====== TEXTO FORNECIDO ======

O objetivo deste trabalho é relatar um breve histórico da pesquisa sobre
Linguagem no Ensino de Ciências, compreender a origem dessa temática, perceber
os caminhos percorridos pelos seus pesquisadores, bem como, suas filiações
teóricas e metodológicas, além de propor um olhar para a importância da
linguagem nos processos de ensino-aprendizagem. Como ponto norteador, e na
tentativa de articulação da produção e pesquisas e reflexões sobre as questões da
linguagem na Educação Científica, partiremos de uma entrevista realizada com
uma relevante pesquisadora da área, a professora doutora Suzani Cassiani, da
Universidade Federal de Santa Catarina UFSC.
GRANDES PENSADORES DA LINGUAGEM
Para nos situarmos sobre as origens dos estudos da linguagem,
apresentaremos, a seguir, algumas concepções de linguagem dos principais
filósofos e psicólogos da área. Os estudos da linguagem são relativamente
recentes, tendo como marco inicial a fundação da disciplina Linguística, a partir da
publicação do curso de Linguística Geral, em 1916, cuja autoria é atribuída a
Ferdinand de Saussure (1857-1913) que se iniciou na área ao ministrar aulas de
linguística em 1907, em Genebra, Suíça.

====== DADOS FORNECIDOS ======

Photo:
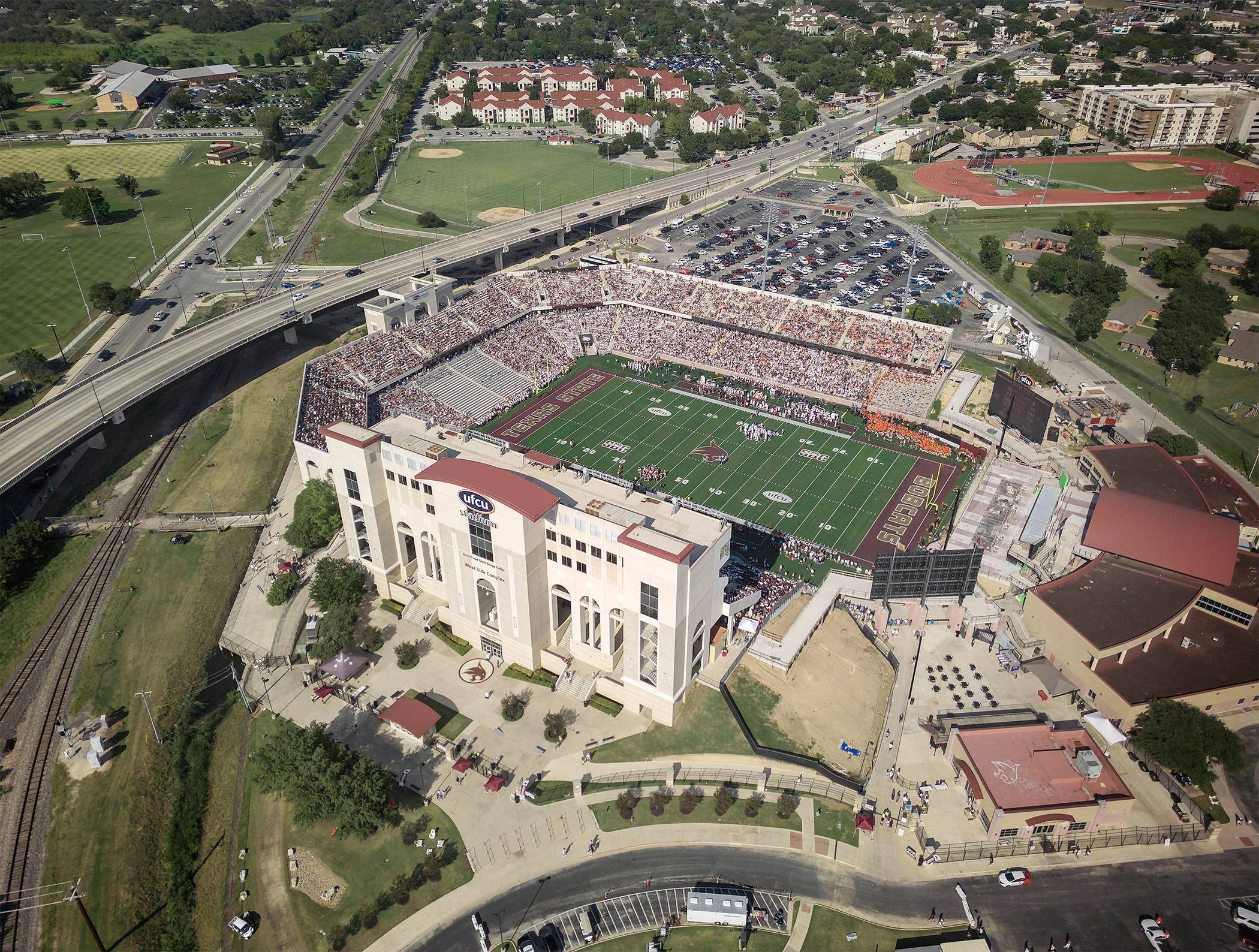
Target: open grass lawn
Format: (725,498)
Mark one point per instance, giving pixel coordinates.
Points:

======

_INSTRUÇÕES:_
1. No texto sobre linguagem no ensino de ciências, em que ano foi publicado o curso de Linguística Geral?
2. Dê prosseguimento ao texto sobre linguagem no ensino de ciências a partir do ponto em que ele termina.
As linhas constituem um material à parte, independente do texto.

_RESPOSTAS:_
1. Em 1916.

2.
Aiub (2009) retrata que Saussure, em uma tentativa de definir o objeto da
Linguística, propõe a separação língua/fala. Dessa forma, seus estudos não
abordariam a fala e sim a língua. Ele teria feito isso porque acreditava que a língua
é um sistema abstrato de regras e a fala é o uso que se faz dessas regras. Ao fazer
isso, Saussure, separa o que para ele é social, passível de descrição, a língua, do
que é individual, a fala.
Porém, nem todos os importantes leitores de Saussure seguiram esta ideia
dicotômica. Bakhtin (2006) valoriza, juntamente com a fala, a enunciação, e afirma
sua natureza social, não individual. Para ele, a fala está indissoluvelmente ligada às
condições da comunicação que, por sua vez, estão sempre ligadas às estruturas
sociais.
Para Vygotsky (1998) a linguagem determina o desenvolvimento do
pensamento. Ou seja, é pelos instrumentos linguísticos do pensamento e pela
experiência sociocultural que a criança se desenvolve. Assim, a linguagem se
constitui então como sendo o principal processo de interiorização das funções
psicológicas superiores.
Foucault (1999) faz uma discussão sobre a linguagem que se coloca em
movimento pelo discurso. O “falar sobre” é que constitui o referente e, por isso,
somos, segundo o autor, seres de linguagem e não seres que possuem linguagem.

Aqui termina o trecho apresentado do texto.